■ JOB ■
In your output, repeat each entry exactly and include no pictures.

* * * * *

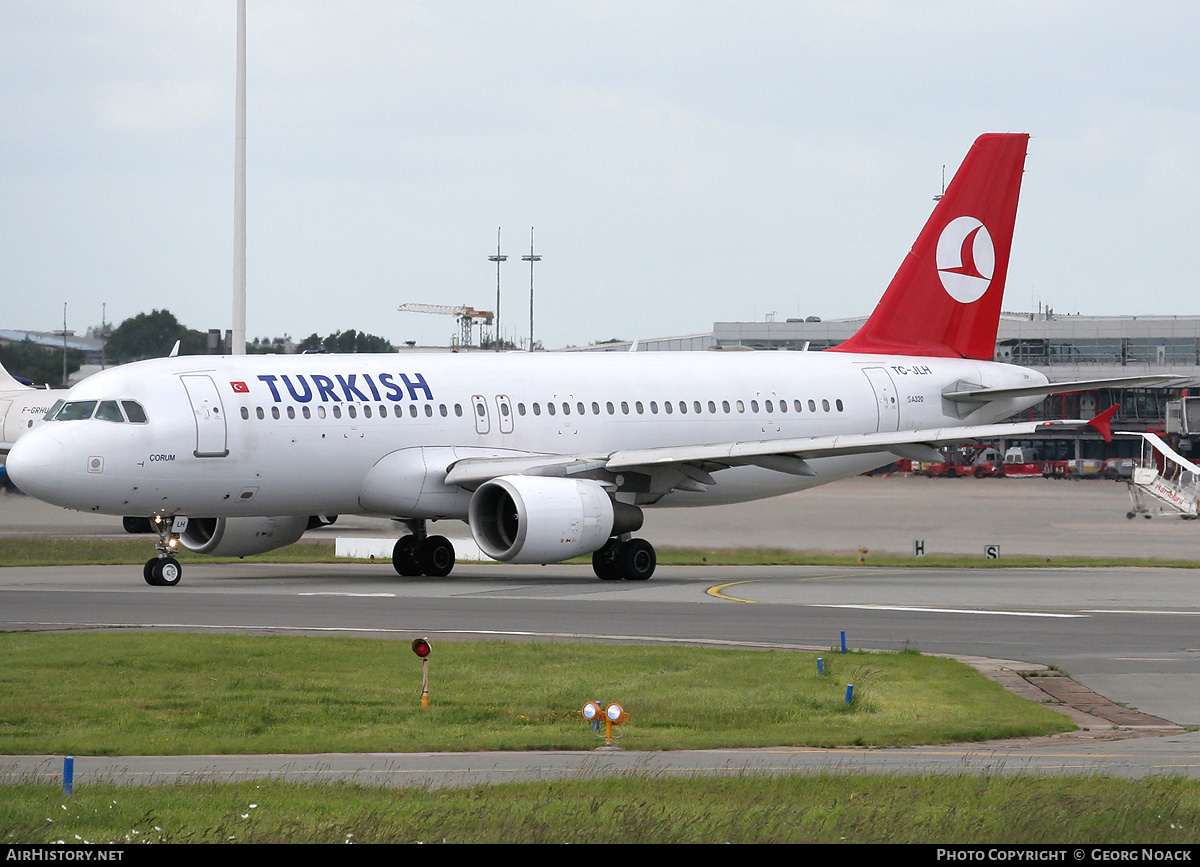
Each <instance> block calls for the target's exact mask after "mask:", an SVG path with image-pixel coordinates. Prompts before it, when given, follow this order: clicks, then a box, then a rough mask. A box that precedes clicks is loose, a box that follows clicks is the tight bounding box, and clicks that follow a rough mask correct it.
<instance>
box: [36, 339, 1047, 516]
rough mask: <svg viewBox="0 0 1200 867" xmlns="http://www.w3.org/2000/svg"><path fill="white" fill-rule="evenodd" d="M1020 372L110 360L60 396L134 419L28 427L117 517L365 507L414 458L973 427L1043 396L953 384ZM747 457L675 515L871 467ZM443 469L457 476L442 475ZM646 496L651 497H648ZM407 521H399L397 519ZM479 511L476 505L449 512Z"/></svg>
mask: <svg viewBox="0 0 1200 867" xmlns="http://www.w3.org/2000/svg"><path fill="white" fill-rule="evenodd" d="M1044 382H1045V378H1044V377H1043V376H1042V375H1040V373H1037V372H1034V371H1031V370H1026V369H1022V367H1016V366H1013V365H1003V364H995V363H991V361H977V360H967V359H949V358H908V357H884V355H856V354H847V353H799V352H796V353H786V352H779V353H767V352H757V353H756V352H740V353H718V352H697V353H688V352H679V353H619V354H618V353H602V354H596V353H577V354H575V353H481V352H475V353H458V354H455V353H437V354H434V353H403V354H364V355H240V357H191V358H186V357H185V358H166V359H155V360H149V361H139V363H136V364H130V365H125V366H121V367H116V369H112V370H107V371H103V372H100V373H96V375H95V376H92V377H90V378H88V379H85V381H84V382H82V383H79V384H78V385H76V387H74V388H73V389H71V391H70V394H68V395H66V397H65V400H66V401H67V403H71V402H76V401H91V400H95V401H118V403H120V402H121V401H134V402H137V403H138V405H139V406H140V407H143V408H144V412H145V421H144V423H136V421H131V420H130V419H128V418H126V419H125V420H124V421H115V420H103V419H101V418H95V417H94V418H88V419H85V420H54V421H49V423H47V424H44V425H42V426H41V427H38V429H37V430H34V431H30V432H29V433H28V435H26V436H25V437H23V438H22V443H20V444H19V448H20V450H22V455H23V460H24V462H25V466H28V467H38V470H37V472H36V473H34V474H32V478H34V485H32V488H34V489H32V490H29V492H30V494H32V495H34V496H37V497H38V498H41V500H46V501H49V502H53V503H58V504H60V506H64V507H67V508H73V509H82V510H89V512H100V513H107V514H115V515H154V514H164V515H166V514H184V515H192V516H200V515H203V516H212V518H221V516H239V515H244V516H250V515H311V514H355V513H358V514H370V513H376V514H377V513H378V509H370V508H365V507H364V506H362V504H361V503H360V497H361V495H362V491H364V480H365V478H366V476H367V473H368V472H370V471H371V468H372V467H373V466H374V465H376V464H377V462H378V461H379V460H380V459H382V458H384V456H385V455H389V454H391V453H395V452H397V450H400V449H409V448H427V447H461V448H463V449H470V452H472V454H494V455H508V454H521V453H529V454H552V455H564V454H565V455H606V454H611V453H613V452H616V450H618V449H643V448H660V447H670V446H695V444H706V443H725V442H745V441H764V440H780V438H791V437H809V436H826V435H840V433H869V432H875V431H888V430H898V429H900V430H923V429H934V427H952V426H961V425H978V424H985V423H990V421H995V420H998V419H1002V418H1006V417H1008V415H1010V414H1013V413H1014V412H1018V411H1020V409H1022V408H1026V407H1028V406H1032V405H1033V403H1036V402H1037V401H1038V400H1040V397H1026V399H1019V400H1018V399H1009V400H1000V401H992V402H991V403H986V405H984V406H982V407H980V408H978V409H976V411H974V412H972V413H971V414H968V415H965V417H964V415H960V414H955V412H954V406H953V405H952V403H950V402H949V401H946V400H943V399H942V396H941V395H942V393H943V391H944V390H947V389H949V388H952V387H954V385H955V384H961V383H970V384H974V385H979V387H985V388H1001V387H1015V385H1030V384H1037V383H1044ZM892 460H894V455H893V454H889V453H887V452H875V453H871V454H858V455H844V456H836V458H818V459H814V460H811V461H810V464H811V467H812V470H814V471H815V473H816V474H814V476H796V474H790V473H784V472H775V471H772V470H764V468H761V467H757V466H739V467H731V468H728V470H721V471H720V472H719V473H716V476H715V480H716V484H715V485H712V486H709V488H708V489H707V490H706V491H703V492H701V491H680V490H674V491H672V492H670V494H666V495H665V496H662V497H661V498H660V500H659V501H656V502H658V503H659V504H662V506H707V504H715V503H727V502H737V501H744V500H754V498H760V497H769V496H775V495H779V494H785V492H788V491H796V490H800V489H805V488H811V486H815V485H820V484H824V483H827V482H832V480H834V479H838V478H844V477H846V476H852V474H856V473H860V472H865V471H868V470H870V468H874V467H877V466H882V465H886V464H888V462H890V461H892ZM443 470H444V467H443ZM647 504H649V502H648V503H647ZM394 516H404V515H394ZM445 516H450V518H464V516H466V515H464V514H448V515H445Z"/></svg>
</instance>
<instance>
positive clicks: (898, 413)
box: [863, 367, 900, 432]
mask: <svg viewBox="0 0 1200 867" xmlns="http://www.w3.org/2000/svg"><path fill="white" fill-rule="evenodd" d="M863 372H864V373H865V375H866V378H868V379H869V381H870V383H871V388H872V389H874V390H875V401H876V408H877V409H878V424H877V426H876V430H877V431H880V432H883V431H889V430H900V401H899V400H898V399H896V387H895V384H894V383H893V382H892V377H890V376H888V371H886V370H884V369H883V367H863Z"/></svg>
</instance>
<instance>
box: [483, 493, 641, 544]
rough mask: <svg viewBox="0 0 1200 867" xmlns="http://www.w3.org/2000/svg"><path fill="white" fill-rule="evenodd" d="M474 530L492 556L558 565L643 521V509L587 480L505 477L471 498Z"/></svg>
mask: <svg viewBox="0 0 1200 867" xmlns="http://www.w3.org/2000/svg"><path fill="white" fill-rule="evenodd" d="M469 521H470V532H472V536H474V537H475V544H478V545H479V548H480V550H481V551H482V552H484V554H486V555H487V556H488V557H492V558H493V560H499V561H504V562H509V563H558V562H562V561H564V560H570V558H571V557H577V556H580V555H581V554H590V552H592V551H596V550H599V549H600V548H602V546H604V544H605V543H606V542H607V540H608V537H610V536H612V534H613V533H614V532H618V533H622V532H632V531H634V530H637V528H638V527H641V525H642V510H641V509H638V508H637V507H634V506H626V504H625V503H614V502H613V500H612V498H611V497H610V496H608V492H607V491H606V490H605V489H604V486H602V485H601V484H600V483H598V482H592V480H588V479H563V478H545V477H539V476H502V477H499V478H496V479H492V480H491V482H485V483H484V484H482V485H480V486H479V489H478V490H476V491H475V495H474V496H473V497H472V498H470V509H469Z"/></svg>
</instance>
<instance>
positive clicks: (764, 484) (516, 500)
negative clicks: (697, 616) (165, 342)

* * * * *

■ WORKED SOLUTION ■
Each <instance> block calls for the target's exact mask after "mask:", an SVG path with image-pixel coordinates. Prompts before it, when given, follow this order: clicks, then a box, then a rough mask. A box that precedes clicks is loose, a box that follows clicks is the tight bounding box, and clicks that follow a rough mask correct it.
<instance>
box: [36, 339, 1047, 516]
rough mask: <svg viewBox="0 0 1200 867" xmlns="http://www.w3.org/2000/svg"><path fill="white" fill-rule="evenodd" d="M1020 372L110 360L60 396L134 419L28 427L117 517L365 507L414 458L973 427L1043 396L953 384ZM747 457L675 515L871 467ZM443 469L457 476L442 475ZM646 496L651 497H648ZM407 521H399L397 519ZM479 511L476 505L449 512Z"/></svg>
mask: <svg viewBox="0 0 1200 867" xmlns="http://www.w3.org/2000/svg"><path fill="white" fill-rule="evenodd" d="M1044 382H1045V378H1044V377H1043V376H1042V375H1040V373H1037V372H1034V371H1031V370H1026V369H1022V367H1016V366H1013V365H1003V364H995V363H991V361H977V360H967V359H949V358H908V357H884V355H856V354H847V353H799V352H796V353H786V352H779V353H767V352H757V353H756V352H740V353H718V352H697V353H688V352H679V353H619V354H618V353H602V354H596V353H577V354H575V353H481V352H475V353H458V354H455V353H437V354H434V353H403V354H364V355H240V357H191V358H186V357H185V358H166V359H155V360H149V361H139V363H136V364H130V365H125V366H121V367H116V369H112V370H107V371H103V372H100V373H96V375H95V376H92V377H90V378H88V379H85V381H84V382H82V383H79V384H78V385H76V387H74V388H73V389H71V391H70V394H68V395H66V397H65V400H66V401H67V403H71V402H76V401H91V400H95V401H118V403H120V402H121V401H134V402H137V403H138V405H139V406H140V407H143V408H144V412H145V421H144V423H136V421H131V420H130V419H128V418H126V419H125V420H124V421H115V420H103V419H101V418H95V417H94V418H88V419H85V420H54V421H49V423H47V424H44V425H42V426H41V427H38V429H37V430H34V431H30V432H29V433H28V435H26V436H25V437H23V438H22V443H20V444H19V448H20V450H22V455H23V460H24V462H25V466H28V467H38V470H37V472H36V473H34V474H32V478H34V485H32V488H34V489H32V490H29V492H30V494H32V495H34V496H37V497H38V498H41V500H46V501H49V502H53V503H58V504H60V506H64V507H67V508H73V509H82V510H89V512H100V513H107V514H115V515H154V514H164V515H166V514H184V515H192V516H200V515H203V516H212V518H221V516H239V515H244V516H250V515H311V514H355V513H358V514H370V513H376V514H377V513H378V509H370V508H365V507H364V506H362V504H361V503H360V497H361V495H362V491H364V480H365V478H366V476H367V473H368V472H370V471H371V468H372V467H373V466H374V465H376V464H377V462H378V461H379V460H380V459H382V458H384V456H385V455H389V454H391V453H395V452H397V450H400V449H409V448H427V447H461V448H463V449H470V452H472V454H494V455H508V454H521V453H529V454H552V455H564V454H565V455H606V454H611V453H613V452H616V450H618V449H643V448H660V447H670V446H695V444H706V443H725V442H745V441H764V440H780V438H791V437H809V436H826V435H840V433H869V432H875V431H888V430H898V429H900V430H923V429H934V427H952V426H961V425H978V424H985V423H990V421H995V420H998V419H1002V418H1006V417H1008V415H1010V414H1013V413H1014V412H1018V411H1020V409H1022V408H1026V407H1028V406H1032V405H1033V403H1036V402H1037V401H1038V400H1040V397H1026V399H1019V400H1018V399H1009V400H1000V401H992V402H991V403H986V405H984V406H982V407H980V408H978V409H976V411H974V412H972V413H971V414H968V415H965V417H964V415H960V414H955V412H954V406H953V405H952V403H950V402H949V401H946V400H943V399H942V396H941V395H942V393H943V391H944V390H947V389H949V388H952V387H954V385H955V384H961V383H970V384H974V385H979V387H985V388H1001V387H1015V385H1030V384H1037V383H1044ZM892 460H894V455H893V454H889V453H887V452H875V453H871V454H858V455H844V456H836V458H818V459H814V460H811V461H810V464H811V467H812V470H814V471H815V473H816V474H814V476H796V474H790V473H784V472H775V471H772V470H764V468H761V467H757V466H739V467H731V468H728V470H721V471H720V472H719V473H716V476H715V480H716V484H715V485H712V486H709V488H708V489H707V490H706V491H703V492H701V491H680V490H674V491H672V492H670V494H666V495H665V496H662V497H661V498H660V500H659V501H656V502H658V503H659V504H662V506H707V504H715V503H727V502H737V501H744V500H754V498H760V497H769V496H775V495H779V494H785V492H788V491H796V490H800V489H805V488H811V486H815V485H820V484H824V483H827V482H832V480H834V479H838V478H844V477H846V476H852V474H856V473H860V472H865V471H868V470H870V468H874V467H877V466H882V465H886V464H888V462H890V461H892ZM443 470H444V467H443ZM647 504H649V502H648V503H647ZM394 516H404V515H394ZM445 516H450V518H464V516H466V515H464V514H448V515H445Z"/></svg>
</instance>
<instance>
positive clicks: (898, 413)
box: [863, 367, 900, 432]
mask: <svg viewBox="0 0 1200 867" xmlns="http://www.w3.org/2000/svg"><path fill="white" fill-rule="evenodd" d="M863 372H864V373H865V375H866V378H868V379H869V381H870V383H871V388H872V389H874V390H875V401H876V408H877V409H878V424H877V426H876V430H877V431H880V432H883V431H889V430H900V401H899V400H898V399H896V387H895V384H894V383H893V382H892V377H890V376H888V371H886V370H884V369H883V367H863Z"/></svg>
</instance>
<instance>
box: [483, 493, 641, 544]
rough mask: <svg viewBox="0 0 1200 867" xmlns="http://www.w3.org/2000/svg"><path fill="white" fill-rule="evenodd" d="M474 530L492 556L558 565L643 521V509L587 480L505 477L471 498Z"/></svg>
mask: <svg viewBox="0 0 1200 867" xmlns="http://www.w3.org/2000/svg"><path fill="white" fill-rule="evenodd" d="M469 521H470V532H472V536H474V537H475V544H478V545H479V548H480V550H481V551H482V552H484V554H486V555H487V556H488V557H492V558H493V560H499V561H504V562H509V563H558V562H562V561H564V560H570V558H571V557H577V556H580V555H581V554H590V552H592V551H596V550H599V549H600V548H602V546H604V544H605V543H606V542H607V540H608V537H610V536H612V534H613V533H614V532H618V533H622V532H632V531H634V530H637V528H638V527H641V525H642V510H641V509H638V508H637V507H634V506H626V504H625V503H614V502H613V500H612V498H611V497H610V496H608V492H607V491H606V490H605V489H604V486H602V485H601V484H600V483H598V482H592V480H588V479H563V478H545V477H539V476H502V477H499V478H496V479H492V480H491V482H485V483H484V484H482V485H480V486H479V489H478V490H476V491H475V495H474V496H473V497H472V498H470V509H469Z"/></svg>
</instance>
<instance>
positive clicks: (764, 484) (516, 500)
negative clicks: (697, 616) (165, 342)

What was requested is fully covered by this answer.